== Task goal ==
In the mailing-list thread about the fuse_fsync patch below, which two programs does the last message say have the IO pattern under discussion?

[Devel] [vzlin-dev] [PATCH vz7] fuse: relax i_mutex coverage in fuse_fsync

Thu Dec 1 11:27:11 PST 2016

On 12/01/2016 10:09 PM, Maxim Patlasov wrote:
> On 12/01/2016 12:06 AM, Dmitry Monakhov wrote:
>
>> Maxim Patlasov <mpatlasov at virtuozzo.com> writes:
>>
>>> Alexey,
>>>
>>>
>>> You're right. And while composing the patch I well understood that it's
>>> possible to rework fuse_sync_writes() using a counter instead of
>>> negative bias. But the problem with flush_mtime still exists anyway.
>>> Think about it: we firstly acquire local mtime from local inode, then
>>> fill and submit mtime-update-request. Since then, we don't know when
>>> exactly fuse daemon will apply that new mtime to its metadata
>>> structures. If another mtime-update is generated in-between (e.g.
>>> "touch
>>> -d <date> file", or even simplier -- just a single direct write
>>> implicitly updating mtime), we wouldn't know which of those two
>>> mtime-update-requests are processed by fused first. That comes from a
>>> general FUSE protocol limitation: when kernel fuse queues request A,
>>> then request B, it cannot be sure if they will be processed by
>>> userspace
>>> as <A, then B> or <B, then A>.
>>>
>>>
>>> The big advantage of the patch I sent is that it's very simple,
>>> straightforward and presumably will remove 99% of contention between
>>> fsync and io_submit (assuming we spend most of time waiting for
>>> userspace ACK for FUSE_FSYNC request. There are actually three
>>> questions
>>> to answer:
>>>
>>> 1) Do we really must honor a crazy app who mixes a lot of fsyncs with a
>>> lot of io_submits? The goal of fsync is to ensure that some state is
>>> actually went to platters. An app who races io_submit-s with fsync-s
>>> actually doesn't care which state will come to platters. I'm not sure
>>> that it's reasonable to work very hard to achieve the best possible
>>> performance for such a marginal app.
>> Obiously any filesystem behave like this.
>> Task A(mail-server) may perform write/fsync, task B(mysql) do a lot
>> of io_submit-s
>> All that io may happens in parallel, fs guarantee only that metadata
>> will be serialized. So all that concurent IO flowa to blockdevice which
>> does no have i_mutex so all IO indeed happen concurrently.
>
> Looks as you're comparing an app doing POSIX
> open/read/write/fsync/close with fs doing submit_bio. This is a
> stretch. But OK, there is a similarity. But I don't think this rather
> vague similarity proves something.

we are speaking about VM process, which essentially
re-submits IO from the guest to host like above. For sure
QEMU and VM_app have this IO pattern. Thus this
pattern MUST be optimized as this is one of our
main loads.

That is why I think that this case is not marginal
and important.

Den

== Items from a dataset ==

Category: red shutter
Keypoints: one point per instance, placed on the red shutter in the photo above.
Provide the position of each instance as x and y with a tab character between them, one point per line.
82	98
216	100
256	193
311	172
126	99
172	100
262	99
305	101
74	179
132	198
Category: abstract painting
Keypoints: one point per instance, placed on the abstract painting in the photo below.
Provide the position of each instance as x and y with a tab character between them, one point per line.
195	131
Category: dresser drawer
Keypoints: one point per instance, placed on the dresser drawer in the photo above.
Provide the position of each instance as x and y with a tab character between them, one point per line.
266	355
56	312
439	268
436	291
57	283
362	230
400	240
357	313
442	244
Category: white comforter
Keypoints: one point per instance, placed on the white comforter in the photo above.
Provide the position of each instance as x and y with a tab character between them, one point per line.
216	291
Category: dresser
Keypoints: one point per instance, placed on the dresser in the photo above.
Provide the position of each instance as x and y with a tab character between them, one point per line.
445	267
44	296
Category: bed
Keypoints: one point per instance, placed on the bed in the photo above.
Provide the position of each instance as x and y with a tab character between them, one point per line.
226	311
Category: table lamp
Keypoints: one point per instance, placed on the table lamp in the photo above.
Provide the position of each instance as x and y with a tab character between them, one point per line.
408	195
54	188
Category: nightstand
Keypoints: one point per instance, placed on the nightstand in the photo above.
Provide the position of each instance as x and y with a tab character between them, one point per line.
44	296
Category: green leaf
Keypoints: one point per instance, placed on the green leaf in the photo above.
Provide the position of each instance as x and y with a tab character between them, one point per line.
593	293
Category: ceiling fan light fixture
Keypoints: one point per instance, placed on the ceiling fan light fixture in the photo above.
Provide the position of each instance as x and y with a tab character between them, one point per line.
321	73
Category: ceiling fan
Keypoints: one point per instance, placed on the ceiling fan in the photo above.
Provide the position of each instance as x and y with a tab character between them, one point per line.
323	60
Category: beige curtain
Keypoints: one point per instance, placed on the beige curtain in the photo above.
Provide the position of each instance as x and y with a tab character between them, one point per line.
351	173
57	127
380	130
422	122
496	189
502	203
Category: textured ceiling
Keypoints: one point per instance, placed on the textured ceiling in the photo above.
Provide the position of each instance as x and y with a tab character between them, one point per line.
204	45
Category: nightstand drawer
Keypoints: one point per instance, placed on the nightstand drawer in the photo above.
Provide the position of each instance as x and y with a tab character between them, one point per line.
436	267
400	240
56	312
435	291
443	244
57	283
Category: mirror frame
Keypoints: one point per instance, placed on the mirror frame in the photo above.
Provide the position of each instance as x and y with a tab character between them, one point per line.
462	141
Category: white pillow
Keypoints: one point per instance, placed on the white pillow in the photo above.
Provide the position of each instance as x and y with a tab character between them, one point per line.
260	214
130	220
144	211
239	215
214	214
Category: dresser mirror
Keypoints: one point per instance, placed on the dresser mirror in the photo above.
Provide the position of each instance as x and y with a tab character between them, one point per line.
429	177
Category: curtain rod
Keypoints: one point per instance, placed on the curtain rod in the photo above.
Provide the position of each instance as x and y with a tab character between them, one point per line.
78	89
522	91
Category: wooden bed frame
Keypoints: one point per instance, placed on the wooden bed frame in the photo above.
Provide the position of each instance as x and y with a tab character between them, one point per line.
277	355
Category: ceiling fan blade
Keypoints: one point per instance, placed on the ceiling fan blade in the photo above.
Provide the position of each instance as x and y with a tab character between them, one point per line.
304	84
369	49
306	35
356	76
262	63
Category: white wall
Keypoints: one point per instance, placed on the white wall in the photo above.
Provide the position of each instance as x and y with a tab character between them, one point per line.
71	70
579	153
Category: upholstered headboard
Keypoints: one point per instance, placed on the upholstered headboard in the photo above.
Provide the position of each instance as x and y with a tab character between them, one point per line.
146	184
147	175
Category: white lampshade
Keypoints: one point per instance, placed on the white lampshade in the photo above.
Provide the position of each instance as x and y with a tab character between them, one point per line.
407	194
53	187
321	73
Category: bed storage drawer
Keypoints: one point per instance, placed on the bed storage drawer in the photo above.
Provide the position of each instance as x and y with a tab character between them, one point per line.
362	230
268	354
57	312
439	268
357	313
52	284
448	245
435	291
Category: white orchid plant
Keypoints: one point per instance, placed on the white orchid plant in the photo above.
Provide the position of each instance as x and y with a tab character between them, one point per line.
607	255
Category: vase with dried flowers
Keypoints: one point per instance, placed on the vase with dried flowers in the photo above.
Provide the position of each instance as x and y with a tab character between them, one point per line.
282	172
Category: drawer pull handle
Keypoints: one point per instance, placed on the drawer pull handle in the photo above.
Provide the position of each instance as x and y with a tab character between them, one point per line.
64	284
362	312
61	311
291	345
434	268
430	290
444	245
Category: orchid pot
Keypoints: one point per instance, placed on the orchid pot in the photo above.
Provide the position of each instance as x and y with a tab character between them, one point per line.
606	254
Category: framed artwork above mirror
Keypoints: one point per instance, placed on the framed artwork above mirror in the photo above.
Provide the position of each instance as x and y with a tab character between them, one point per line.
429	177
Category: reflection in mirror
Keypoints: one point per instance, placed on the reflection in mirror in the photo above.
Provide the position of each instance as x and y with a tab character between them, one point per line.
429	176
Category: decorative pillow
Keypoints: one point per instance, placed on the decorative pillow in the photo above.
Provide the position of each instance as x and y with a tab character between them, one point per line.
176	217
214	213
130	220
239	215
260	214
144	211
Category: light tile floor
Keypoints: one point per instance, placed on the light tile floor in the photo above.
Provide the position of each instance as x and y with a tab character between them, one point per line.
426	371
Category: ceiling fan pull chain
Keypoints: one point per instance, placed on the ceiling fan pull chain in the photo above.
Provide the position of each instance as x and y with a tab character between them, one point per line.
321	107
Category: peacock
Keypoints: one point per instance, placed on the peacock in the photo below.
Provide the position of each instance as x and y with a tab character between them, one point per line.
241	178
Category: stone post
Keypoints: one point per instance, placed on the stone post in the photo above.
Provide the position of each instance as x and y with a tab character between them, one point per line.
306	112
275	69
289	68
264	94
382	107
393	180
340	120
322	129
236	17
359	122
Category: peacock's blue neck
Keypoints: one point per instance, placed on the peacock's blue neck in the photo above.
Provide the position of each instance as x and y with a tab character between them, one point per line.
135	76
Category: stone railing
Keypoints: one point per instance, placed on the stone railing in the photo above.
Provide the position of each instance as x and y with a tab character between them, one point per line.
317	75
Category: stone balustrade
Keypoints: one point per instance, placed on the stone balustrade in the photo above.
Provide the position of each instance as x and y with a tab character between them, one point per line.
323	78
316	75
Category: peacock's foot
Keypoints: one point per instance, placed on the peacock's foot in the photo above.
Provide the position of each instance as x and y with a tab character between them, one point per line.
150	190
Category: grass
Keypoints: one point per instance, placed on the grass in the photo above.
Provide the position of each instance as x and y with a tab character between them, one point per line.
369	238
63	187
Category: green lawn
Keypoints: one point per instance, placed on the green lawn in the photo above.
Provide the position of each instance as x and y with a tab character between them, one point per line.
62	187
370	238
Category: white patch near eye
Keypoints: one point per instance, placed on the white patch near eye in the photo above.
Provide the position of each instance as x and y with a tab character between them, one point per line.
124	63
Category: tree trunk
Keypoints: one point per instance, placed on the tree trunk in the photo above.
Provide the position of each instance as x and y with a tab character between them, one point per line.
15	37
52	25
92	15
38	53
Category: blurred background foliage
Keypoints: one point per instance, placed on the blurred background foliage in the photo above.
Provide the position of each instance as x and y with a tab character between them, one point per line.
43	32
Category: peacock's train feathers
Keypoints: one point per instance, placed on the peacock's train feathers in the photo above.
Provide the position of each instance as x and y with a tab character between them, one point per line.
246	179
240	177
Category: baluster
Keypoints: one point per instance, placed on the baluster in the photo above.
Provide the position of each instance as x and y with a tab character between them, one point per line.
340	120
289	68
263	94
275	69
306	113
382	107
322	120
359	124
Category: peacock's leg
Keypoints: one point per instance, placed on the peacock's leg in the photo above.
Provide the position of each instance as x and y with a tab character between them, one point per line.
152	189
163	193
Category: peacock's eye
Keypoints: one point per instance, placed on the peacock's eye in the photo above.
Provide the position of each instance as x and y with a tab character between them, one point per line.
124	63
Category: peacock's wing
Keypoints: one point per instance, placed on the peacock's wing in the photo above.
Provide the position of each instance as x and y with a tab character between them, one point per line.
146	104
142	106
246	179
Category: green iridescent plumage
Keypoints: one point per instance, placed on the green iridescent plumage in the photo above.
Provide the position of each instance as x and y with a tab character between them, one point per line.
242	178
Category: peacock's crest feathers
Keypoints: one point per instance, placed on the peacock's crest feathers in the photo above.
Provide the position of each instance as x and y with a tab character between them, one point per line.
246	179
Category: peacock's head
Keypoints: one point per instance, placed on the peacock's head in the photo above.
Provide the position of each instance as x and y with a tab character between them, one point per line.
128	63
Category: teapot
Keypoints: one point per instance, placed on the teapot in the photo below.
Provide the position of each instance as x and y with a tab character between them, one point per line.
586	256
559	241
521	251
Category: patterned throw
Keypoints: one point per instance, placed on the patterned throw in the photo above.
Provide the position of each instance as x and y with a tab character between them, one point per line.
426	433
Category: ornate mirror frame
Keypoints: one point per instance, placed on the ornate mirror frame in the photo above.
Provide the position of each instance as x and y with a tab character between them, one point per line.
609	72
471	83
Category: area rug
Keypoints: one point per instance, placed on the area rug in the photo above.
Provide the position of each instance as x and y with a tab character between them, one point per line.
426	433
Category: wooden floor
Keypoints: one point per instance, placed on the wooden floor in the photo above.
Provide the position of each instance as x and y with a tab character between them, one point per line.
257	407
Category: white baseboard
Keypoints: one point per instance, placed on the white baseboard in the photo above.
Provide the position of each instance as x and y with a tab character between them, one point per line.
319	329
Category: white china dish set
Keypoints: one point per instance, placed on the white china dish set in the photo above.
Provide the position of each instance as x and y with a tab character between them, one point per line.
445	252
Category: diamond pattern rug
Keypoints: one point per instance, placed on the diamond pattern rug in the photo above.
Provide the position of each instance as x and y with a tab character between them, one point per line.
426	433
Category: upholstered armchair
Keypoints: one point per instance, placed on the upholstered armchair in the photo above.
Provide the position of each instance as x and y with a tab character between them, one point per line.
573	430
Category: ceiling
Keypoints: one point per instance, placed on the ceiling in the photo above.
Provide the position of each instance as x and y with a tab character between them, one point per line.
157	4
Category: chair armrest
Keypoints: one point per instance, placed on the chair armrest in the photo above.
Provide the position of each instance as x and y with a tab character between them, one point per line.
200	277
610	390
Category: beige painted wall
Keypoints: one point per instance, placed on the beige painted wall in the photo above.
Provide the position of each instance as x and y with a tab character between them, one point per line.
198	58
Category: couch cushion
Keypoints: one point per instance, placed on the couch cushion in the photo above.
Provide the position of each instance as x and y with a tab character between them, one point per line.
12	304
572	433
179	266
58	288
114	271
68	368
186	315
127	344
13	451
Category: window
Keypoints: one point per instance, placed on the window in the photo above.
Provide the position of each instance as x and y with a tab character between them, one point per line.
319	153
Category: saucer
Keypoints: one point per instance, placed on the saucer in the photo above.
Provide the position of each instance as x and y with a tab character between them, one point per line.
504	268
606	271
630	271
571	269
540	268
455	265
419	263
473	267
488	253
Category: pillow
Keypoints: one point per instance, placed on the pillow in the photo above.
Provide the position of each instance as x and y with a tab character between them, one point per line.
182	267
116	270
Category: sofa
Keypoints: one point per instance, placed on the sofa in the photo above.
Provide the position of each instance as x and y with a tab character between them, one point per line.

== Solution to this problem ==
QEMU and VM_app